ACTIVITY = Copy out all of the data that follows, exactly as it appears.

━━━ RECORDED DATA ━━━

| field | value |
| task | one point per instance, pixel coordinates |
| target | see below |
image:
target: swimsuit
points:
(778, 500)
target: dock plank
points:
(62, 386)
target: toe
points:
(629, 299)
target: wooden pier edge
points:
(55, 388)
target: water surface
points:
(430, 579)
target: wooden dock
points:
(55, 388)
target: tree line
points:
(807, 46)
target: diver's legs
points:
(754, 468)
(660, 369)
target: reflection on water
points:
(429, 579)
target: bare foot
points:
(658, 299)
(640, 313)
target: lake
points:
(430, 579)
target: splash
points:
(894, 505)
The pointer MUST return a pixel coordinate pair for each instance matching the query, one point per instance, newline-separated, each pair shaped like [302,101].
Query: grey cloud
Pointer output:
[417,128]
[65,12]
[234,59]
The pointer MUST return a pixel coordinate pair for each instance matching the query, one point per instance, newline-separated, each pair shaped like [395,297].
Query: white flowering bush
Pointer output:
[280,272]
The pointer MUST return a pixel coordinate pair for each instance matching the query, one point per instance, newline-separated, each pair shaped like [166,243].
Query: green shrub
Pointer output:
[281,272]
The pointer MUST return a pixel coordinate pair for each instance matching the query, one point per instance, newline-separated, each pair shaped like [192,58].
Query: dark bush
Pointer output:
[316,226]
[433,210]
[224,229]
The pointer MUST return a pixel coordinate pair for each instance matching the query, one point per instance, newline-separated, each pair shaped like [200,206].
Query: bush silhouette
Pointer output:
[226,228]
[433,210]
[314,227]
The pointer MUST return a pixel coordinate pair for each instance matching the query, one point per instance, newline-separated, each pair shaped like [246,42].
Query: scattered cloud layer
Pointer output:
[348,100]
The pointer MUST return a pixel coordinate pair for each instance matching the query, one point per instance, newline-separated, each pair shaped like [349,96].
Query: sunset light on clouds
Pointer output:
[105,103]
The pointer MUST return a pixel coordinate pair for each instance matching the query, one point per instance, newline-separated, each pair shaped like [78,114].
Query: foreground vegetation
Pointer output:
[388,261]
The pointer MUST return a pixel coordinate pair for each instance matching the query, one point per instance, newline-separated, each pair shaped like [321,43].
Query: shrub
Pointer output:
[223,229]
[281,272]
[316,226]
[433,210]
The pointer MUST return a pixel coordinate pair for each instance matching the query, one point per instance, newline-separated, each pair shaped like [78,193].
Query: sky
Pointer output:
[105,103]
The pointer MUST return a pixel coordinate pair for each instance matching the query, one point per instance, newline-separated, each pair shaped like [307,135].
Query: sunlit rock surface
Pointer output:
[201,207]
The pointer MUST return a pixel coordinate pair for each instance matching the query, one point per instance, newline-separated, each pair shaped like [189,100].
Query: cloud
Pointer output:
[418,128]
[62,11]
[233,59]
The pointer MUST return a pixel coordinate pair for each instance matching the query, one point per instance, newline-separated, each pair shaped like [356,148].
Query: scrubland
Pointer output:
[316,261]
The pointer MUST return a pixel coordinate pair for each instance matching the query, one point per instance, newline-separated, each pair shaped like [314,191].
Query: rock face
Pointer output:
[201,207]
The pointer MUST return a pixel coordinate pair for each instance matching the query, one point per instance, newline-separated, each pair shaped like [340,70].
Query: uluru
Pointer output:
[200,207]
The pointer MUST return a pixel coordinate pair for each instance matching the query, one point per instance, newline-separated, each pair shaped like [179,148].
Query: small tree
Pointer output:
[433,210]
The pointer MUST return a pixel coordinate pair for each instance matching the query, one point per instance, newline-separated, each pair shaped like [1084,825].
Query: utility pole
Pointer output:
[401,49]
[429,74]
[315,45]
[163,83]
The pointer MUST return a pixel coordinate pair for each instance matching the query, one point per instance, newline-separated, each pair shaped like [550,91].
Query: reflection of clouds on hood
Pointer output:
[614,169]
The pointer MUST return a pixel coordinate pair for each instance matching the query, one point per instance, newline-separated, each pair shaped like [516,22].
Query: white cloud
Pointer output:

━━━

ANSWER BOX =
| field | value |
| task | one point per instance, pixel coordinates |
| target | see below |
image:
target: swimsuit
points:
(778, 500)
target: dock plank
points:
(62, 386)
target: toe
points:
(629, 299)
target: wooden pier edge
points:
(55, 388)
target: water surface
points:
(430, 579)
target: wooden dock
points:
(55, 388)
target: tree line
points:
(807, 46)
target: diver's legs
points:
(754, 468)
(660, 369)
target: reflection on water
points:
(429, 579)
target: bare foot
points:
(658, 299)
(640, 313)
target: lake
points:
(430, 579)
target: splash
points:
(894, 505)
The pointer MUST return a pixel coordinate pair for each instance matching the query, one point per instance, newline-separated, each pair shaped like [302,101].
Query: grey cloud
Pointer output:
[417,128]
[65,12]
[234,59]
The pointer MUST return a pixel coordinate pair for each instance matching the query, one point per instance, newline-separated, each pair shaped like [395,297].
Query: white flowering bush
Pointer output:
[280,272]
The pointer MUST return a pixel coordinate pair for each instance matching the query, one point per instance, newline-separated, each pair shaped like [166,243].
Query: green shrub
Pointer output:
[281,272]
The pointer MUST return a pixel coordinate pair for each instance matching the query, one point per instance, newline-separated, each pair shaped like [192,58].
Query: dark bush
Pointer output:
[316,226]
[433,210]
[224,229]
The pointer MUST return a pixel coordinate pair for each instance matching the query, one point per instance, newline-separated, each pair shaped like [200,206].
Query: bush silhouette
Pointer output:
[226,228]
[433,210]
[314,227]
The pointer MUST return a pixel coordinate pair for each instance matching the query, one point per instance, newline-separated, each pair shaped like [246,42].
Query: scattered cloud layer
Pointer output:
[348,100]
The pointer MUST return a pixel coordinate pair for each instance matching the query, one point per instance, newline-separated, each pair shaped like [349,96].
Query: sunset light on clouds
Pointer output:
[105,103]
The pointer MUST return a pixel coordinate pair for each instance matching the query, one point per instance, newline-separated, each pair shaped like [78,114].
Query: foreground vegetation
Pointer output:
[388,261]
The pointer MUST return a pixel coordinate pair for each instance matching the query, one point per instance, newline-separated, each pair shaped like [321,43].
Query: shrub
Pointer output:
[223,229]
[281,272]
[316,226]
[433,210]
The pointer MUST return a pixel coordinate pair for each instance matching the query, one point per instance, newline-separated, each pair shaped like [78,193].
Query: sky
Pointer output:
[105,103]
The pointer MUST return a pixel coordinate pair for each instance matching the query, one point per instance, newline-separated, each pair shaped like [307,135].
Query: sunlit rock surface
Pointer output:
[201,207]
The pointer MUST return a pixel coordinate pair for each instance matching the query, one point per instance, newline-separated, each pair shaped like [189,100].
Query: cloud
Pointer output:
[418,128]
[62,11]
[233,59]
The pointer MUST return a pixel coordinate pair for each instance matching the query, one point per instance, newline-separated, each pair shaped like [356,148].
Query: scrubland
Pointer output:
[316,261]
The pointer MUST return a pixel coordinate pair for each instance matching the query, one point per instance, newline-separated, each pair shaped like [314,191].
Query: rock face
Pointer output:
[201,207]
The pointer MUST return a pixel coordinate pair for each instance matching the query, one point per instance, newline-separated, each pair shaped like [340,70].
Query: uluru
Pointer output:
[200,207]
The pointer MUST return a pixel coordinate pair for each instance matching the query, one point per instance, newline-separated, each pair shaped like [179,148].
Query: small tree
Pointer output:
[433,210]
The pointer MUST return a pixel coordinate pair for each instance matching the query, one point per instance, newline-separated, each pair shaped like [1084,825].
Query: utility pole
Pointer output:
[401,49]
[429,74]
[315,45]
[163,83]
The pointer MUST return a pixel coordinate pair for each instance matching the query, one point per instance, newline-separated, each pair shaped like [550,91].
Query: reflection of clouds on hood
Pointer output:
[614,169]
The pointer MUST return a pixel coordinate pair for each instance matching the query, one point per instance, newline-separated, each pair shaped like [516,22].
Query: white cloud
Pointer output:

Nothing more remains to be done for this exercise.